**Exercise aim**
Restate, word for word, every line of the data.

**Material provided**

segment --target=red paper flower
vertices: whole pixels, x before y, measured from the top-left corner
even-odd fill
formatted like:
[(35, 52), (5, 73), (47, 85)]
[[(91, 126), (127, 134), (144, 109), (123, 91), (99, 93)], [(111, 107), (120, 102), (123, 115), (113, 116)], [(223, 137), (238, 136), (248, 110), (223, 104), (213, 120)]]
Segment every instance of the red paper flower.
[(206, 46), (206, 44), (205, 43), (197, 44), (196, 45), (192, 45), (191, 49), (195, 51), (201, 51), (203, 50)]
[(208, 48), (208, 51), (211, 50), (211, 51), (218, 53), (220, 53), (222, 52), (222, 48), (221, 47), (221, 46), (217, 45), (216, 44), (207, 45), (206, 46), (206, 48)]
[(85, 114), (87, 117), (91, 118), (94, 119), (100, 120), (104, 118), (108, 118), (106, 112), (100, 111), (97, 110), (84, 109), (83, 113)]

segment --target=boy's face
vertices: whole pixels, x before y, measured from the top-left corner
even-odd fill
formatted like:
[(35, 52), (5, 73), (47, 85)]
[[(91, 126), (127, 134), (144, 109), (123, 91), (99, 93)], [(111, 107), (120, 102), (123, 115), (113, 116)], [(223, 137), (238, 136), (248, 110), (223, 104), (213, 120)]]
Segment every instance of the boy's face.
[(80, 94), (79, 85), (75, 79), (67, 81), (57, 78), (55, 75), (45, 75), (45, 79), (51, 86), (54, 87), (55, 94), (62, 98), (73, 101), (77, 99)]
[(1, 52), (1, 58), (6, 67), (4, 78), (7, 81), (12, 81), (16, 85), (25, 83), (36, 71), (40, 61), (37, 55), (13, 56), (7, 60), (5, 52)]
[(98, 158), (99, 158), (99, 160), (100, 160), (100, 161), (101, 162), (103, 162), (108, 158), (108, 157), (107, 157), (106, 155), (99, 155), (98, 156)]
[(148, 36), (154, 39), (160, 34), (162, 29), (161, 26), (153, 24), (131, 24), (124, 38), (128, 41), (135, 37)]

**Written answer**
segment --target=red paper flower
vertices: whole pixels, x before y, measured from the top-left corner
even-odd fill
formatted like:
[(35, 52), (5, 73), (47, 85)]
[[(91, 126), (127, 134), (144, 109), (123, 91), (99, 93)], [(111, 107), (120, 102), (123, 115), (113, 116)], [(223, 137), (238, 136), (248, 110), (223, 104), (213, 120)]]
Segment every instance of the red paper flower.
[(206, 46), (206, 44), (205, 43), (197, 44), (196, 45), (192, 45), (191, 49), (195, 51), (201, 51), (203, 50)]
[(208, 48), (208, 51), (211, 50), (211, 51), (218, 53), (220, 53), (222, 52), (222, 48), (221, 47), (221, 46), (217, 45), (216, 44), (207, 45), (206, 46), (206, 48)]
[(85, 114), (87, 117), (91, 118), (94, 119), (100, 120), (104, 118), (108, 118), (106, 112), (100, 111), (97, 110), (84, 109), (83, 113)]

segment --target=boy's face
vertices: whole pixels, x before y, measured from the top-left corner
even-odd fill
formatted like:
[(35, 52), (5, 73), (47, 85)]
[[(91, 126), (127, 134), (144, 109), (123, 91), (99, 93)], [(111, 107), (120, 102), (123, 115), (113, 116)], [(223, 137), (238, 136), (248, 110), (223, 104), (213, 120)]]
Segment every instance of the boy's face.
[(80, 94), (79, 85), (75, 79), (67, 81), (57, 78), (55, 75), (45, 75), (45, 79), (51, 86), (54, 87), (55, 94), (62, 98), (73, 101), (77, 99)]
[(1, 52), (1, 58), (6, 67), (4, 78), (7, 81), (12, 81), (16, 85), (25, 83), (36, 71), (40, 61), (37, 55), (13, 56), (7, 60), (5, 52)]
[(98, 158), (99, 158), (99, 160), (100, 160), (100, 161), (101, 162), (103, 162), (108, 158), (108, 157), (107, 157), (106, 155), (99, 155), (98, 156)]
[(148, 36), (154, 39), (160, 34), (162, 29), (161, 26), (153, 24), (131, 24), (124, 38), (128, 41), (135, 37)]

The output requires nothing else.